● EXTRACTED TEXT:
_ _ _

[seqfan] Re: unlabeled Motzkin numbers

Richard Mathar mathar at strw.leidenuniv.nl
Wed Oct 27 23:36:05 CEST 2010


In http://list.seqfan.eu/pipermail/seqfan/2010-October/006304.html
someone wanted to count

ma> That is, number of ways of drawing any number of nonintersecting
ma> chords joining n unlabeled equally spaced points on a circle (in other
ma> words, the points and chords are distinguished up to rotations of the
ma> circle).


For n=1 point we have 1 (no chord at all)
For n=2 point we have 2 (no chord at all or connecting the 2 points)
For n=3 point we have 2 (no chord at all or connecting any 2 points)
For n=4 point we have 4 (no chord at all, connecting all 2 adjacent pairs,
                         connecting only one adjacent pair or connecting
                         diagonally)
For n=5 we have again 4 (no chord, one diagonally, one adjacent, two pairs)

So my guess would be
1,2,2,4,4,8,10,20,30,56,94,180,316
which is algorithmically defined as:
Build all sets with k=0, 2, 4, 6, 8, ... points chosen from (0,..,n-1),
the enumerated (labelled) points on the circle.
This accounts for chords connecting pairs and for the fact that the
 order of the chords is enforced on a "nearest neighbor" basis as they
 must not intersect.
Two sets of points [c1,c2,c3,...,ck] and [d1,d2,d3,..,dk] are equivalent
if the transformation [(d1+s)mod n, (d2+s) mod n,... (dk+s) mod n]
of the second set with any shift "s" and followed by sorting yields the same
sequence as [c1,c2,c3,..,ck] . This basically is equivalent to rotation
or cyclic permutation.
In each of the sets retain only one member (and count it) of such a
set.

This is, of course, only a crude approximation to the full problem...
RJM

# return true if the two lists L1 and L2 are equivalent in the
# sense that "rigit" shifting of all members L2 (mod n) generates
# the same list as L1.

_ _ _

[Extracted records]
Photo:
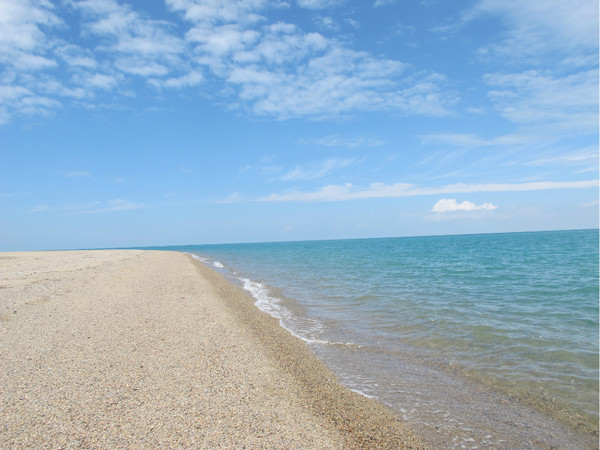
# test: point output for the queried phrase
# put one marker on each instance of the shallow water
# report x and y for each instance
(442, 328)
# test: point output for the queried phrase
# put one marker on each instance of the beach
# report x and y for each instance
(130, 348)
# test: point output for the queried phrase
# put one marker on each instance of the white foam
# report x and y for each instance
(198, 258)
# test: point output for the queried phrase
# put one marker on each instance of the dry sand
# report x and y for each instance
(144, 349)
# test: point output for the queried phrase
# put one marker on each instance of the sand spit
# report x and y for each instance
(145, 349)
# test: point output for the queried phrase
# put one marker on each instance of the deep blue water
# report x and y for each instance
(517, 312)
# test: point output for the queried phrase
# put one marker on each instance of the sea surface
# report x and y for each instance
(487, 340)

_ _ _

● GIVEN EXERCISE 1:
In the post about unlabeled Motzkin numbers, how many ways are counted for n=3 points?
● GIVEN EXERCISE 2:
Copy everything from "ma> That is, number" down to "chord at all)" in the post about unlabeled Motzkin numbers, substituting "segments" for "chords".
● GIVEN EXERCISE 3:
According to the post about unlabeled Motzkin numbers, why are the point sets built with k=0, 2, 4, 6, 8, ... points chosen from (0,..,n-1)?
Rely only on the post about unlabeled Motzkin numbers, not on the rows.

● EXERCISE RESULT 1:
Two: no chord at all, or connecting any 2 points.

● EXERCISE RESULT 2:
ma> That is, number of ways of drawing any number of nonintersecting
ma> segments joining n unlabeled equally spaced points on a circle (in other
ma> words, the points and segments are distinguished up to rotations of the
ma> circle).


For n=1 point we have 1 (no chord at all)

● EXERCISE RESULT 3:
Building the sets this way accounts for chords connecting pairs of points. It also accounts for the order of the chords being enforced on a "nearest neighbor" basis, because the chords must not intersect.